> EXERCISE DESCRIPTION:
Reproduce exactly the lines beginning with the line that contains "Set-play tagging: locate each instance of the white sticker" and ending at the final line of the material below.

** start INPUT RECORDS **

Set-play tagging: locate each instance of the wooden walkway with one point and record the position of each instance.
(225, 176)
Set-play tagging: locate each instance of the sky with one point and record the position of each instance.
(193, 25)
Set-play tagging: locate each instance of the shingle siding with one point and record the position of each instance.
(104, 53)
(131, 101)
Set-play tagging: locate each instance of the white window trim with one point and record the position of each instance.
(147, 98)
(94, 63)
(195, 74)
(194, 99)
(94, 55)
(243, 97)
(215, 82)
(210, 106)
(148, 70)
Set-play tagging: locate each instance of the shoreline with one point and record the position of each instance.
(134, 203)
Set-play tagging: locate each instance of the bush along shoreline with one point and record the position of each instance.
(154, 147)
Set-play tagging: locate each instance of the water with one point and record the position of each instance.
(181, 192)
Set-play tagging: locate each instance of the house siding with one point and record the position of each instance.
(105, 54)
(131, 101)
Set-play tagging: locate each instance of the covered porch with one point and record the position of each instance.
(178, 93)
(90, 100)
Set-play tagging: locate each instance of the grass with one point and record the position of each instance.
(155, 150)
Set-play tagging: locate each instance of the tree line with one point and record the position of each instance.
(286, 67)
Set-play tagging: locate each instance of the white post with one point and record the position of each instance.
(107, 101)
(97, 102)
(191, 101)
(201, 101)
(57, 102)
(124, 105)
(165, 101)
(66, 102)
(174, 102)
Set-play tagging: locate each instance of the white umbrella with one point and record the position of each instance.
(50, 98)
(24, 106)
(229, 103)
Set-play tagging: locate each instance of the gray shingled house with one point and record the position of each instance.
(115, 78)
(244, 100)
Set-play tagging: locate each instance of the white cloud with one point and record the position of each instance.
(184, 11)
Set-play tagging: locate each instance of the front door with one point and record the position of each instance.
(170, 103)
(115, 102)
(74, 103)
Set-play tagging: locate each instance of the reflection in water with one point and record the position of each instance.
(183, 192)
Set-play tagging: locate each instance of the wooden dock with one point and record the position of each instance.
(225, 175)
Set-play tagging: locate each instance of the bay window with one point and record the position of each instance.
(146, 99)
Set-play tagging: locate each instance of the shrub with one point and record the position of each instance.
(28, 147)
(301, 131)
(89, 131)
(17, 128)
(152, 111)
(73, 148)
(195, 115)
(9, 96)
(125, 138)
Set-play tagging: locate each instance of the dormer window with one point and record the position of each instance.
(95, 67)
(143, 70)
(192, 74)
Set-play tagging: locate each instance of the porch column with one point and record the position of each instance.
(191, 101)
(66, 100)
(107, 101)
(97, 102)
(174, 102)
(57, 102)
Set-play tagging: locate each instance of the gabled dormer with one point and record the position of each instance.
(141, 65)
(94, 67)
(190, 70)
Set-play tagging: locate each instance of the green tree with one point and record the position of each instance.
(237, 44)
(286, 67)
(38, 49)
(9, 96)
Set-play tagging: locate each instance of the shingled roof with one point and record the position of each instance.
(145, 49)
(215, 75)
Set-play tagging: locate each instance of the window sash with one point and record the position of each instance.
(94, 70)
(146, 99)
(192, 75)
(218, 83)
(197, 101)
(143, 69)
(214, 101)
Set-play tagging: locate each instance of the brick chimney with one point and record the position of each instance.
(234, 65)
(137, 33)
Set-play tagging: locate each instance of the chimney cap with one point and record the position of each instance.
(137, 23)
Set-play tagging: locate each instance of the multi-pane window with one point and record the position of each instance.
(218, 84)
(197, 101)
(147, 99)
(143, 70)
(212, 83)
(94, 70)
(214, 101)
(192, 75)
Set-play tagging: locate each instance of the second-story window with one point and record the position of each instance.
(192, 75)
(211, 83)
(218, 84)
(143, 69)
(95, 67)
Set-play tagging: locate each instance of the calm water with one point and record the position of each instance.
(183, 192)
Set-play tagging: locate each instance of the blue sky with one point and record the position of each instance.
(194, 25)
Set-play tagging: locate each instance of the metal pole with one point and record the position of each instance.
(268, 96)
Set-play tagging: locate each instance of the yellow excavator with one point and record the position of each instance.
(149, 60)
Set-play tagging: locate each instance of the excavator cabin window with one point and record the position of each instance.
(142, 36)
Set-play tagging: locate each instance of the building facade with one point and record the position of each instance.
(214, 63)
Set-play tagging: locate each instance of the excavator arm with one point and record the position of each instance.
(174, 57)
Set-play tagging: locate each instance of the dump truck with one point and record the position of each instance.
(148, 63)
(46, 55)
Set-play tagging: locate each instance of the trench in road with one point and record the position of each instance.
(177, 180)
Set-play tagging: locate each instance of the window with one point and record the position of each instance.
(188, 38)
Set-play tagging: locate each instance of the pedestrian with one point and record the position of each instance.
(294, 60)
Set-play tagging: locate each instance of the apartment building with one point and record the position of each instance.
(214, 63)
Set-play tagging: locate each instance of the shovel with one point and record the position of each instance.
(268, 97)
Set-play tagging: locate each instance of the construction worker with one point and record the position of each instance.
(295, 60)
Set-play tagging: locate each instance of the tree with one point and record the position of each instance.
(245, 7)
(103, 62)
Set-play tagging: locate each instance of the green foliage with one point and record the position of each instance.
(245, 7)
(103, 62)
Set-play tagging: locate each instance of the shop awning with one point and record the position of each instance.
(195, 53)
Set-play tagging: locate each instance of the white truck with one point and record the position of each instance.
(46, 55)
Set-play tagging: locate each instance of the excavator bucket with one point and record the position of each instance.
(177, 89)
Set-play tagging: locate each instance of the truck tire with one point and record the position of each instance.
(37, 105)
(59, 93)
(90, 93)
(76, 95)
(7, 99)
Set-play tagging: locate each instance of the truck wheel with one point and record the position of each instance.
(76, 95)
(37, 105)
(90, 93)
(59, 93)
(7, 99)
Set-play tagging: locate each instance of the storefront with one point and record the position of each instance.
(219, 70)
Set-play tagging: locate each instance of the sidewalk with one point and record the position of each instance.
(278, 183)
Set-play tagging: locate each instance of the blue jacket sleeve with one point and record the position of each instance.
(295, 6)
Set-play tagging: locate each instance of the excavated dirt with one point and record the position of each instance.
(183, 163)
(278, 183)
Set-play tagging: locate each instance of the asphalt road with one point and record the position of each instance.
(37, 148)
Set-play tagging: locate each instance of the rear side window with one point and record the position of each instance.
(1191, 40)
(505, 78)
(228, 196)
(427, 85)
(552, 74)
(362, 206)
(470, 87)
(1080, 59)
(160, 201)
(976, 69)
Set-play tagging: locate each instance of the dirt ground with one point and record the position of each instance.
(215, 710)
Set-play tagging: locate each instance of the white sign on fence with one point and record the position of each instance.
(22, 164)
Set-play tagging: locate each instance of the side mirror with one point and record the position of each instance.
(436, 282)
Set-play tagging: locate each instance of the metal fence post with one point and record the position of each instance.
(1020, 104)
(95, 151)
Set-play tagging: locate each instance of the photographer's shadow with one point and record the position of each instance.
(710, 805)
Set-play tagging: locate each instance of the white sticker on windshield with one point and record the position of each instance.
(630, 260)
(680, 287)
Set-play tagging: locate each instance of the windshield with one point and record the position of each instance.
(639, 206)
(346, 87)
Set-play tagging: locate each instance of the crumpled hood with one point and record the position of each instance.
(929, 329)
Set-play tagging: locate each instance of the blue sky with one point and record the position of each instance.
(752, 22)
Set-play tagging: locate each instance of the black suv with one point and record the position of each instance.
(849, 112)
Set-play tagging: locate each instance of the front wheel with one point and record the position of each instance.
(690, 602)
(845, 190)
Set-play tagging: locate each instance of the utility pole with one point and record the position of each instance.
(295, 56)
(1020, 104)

** end INPUT RECORDS **

> RESULT OF THE TASK:
Set-play tagging: locate each instance of the white sticker on windshield with one point and record the position of each instance.
(630, 260)
(680, 287)
Set-play tagging: locate each instance of the windshield with one point and record the position of each instance.
(639, 206)
(346, 87)
Set-play tagging: locate each instance of the crumpled hood with one point and record the position of each instance.
(929, 329)
Set-play tagging: locate each instance of the blue sky with one point and record the position of each instance.
(752, 22)
Set-play tagging: locate each instance of the black suv with one point and record the position of each instance.
(849, 112)
Set-play tagging: locate each instance of the front wheel with one point and record the position of each instance.
(690, 602)
(845, 190)
Set-play tagging: locate each instance of the utility pole with one point and record the position of each instance.
(295, 56)
(1020, 104)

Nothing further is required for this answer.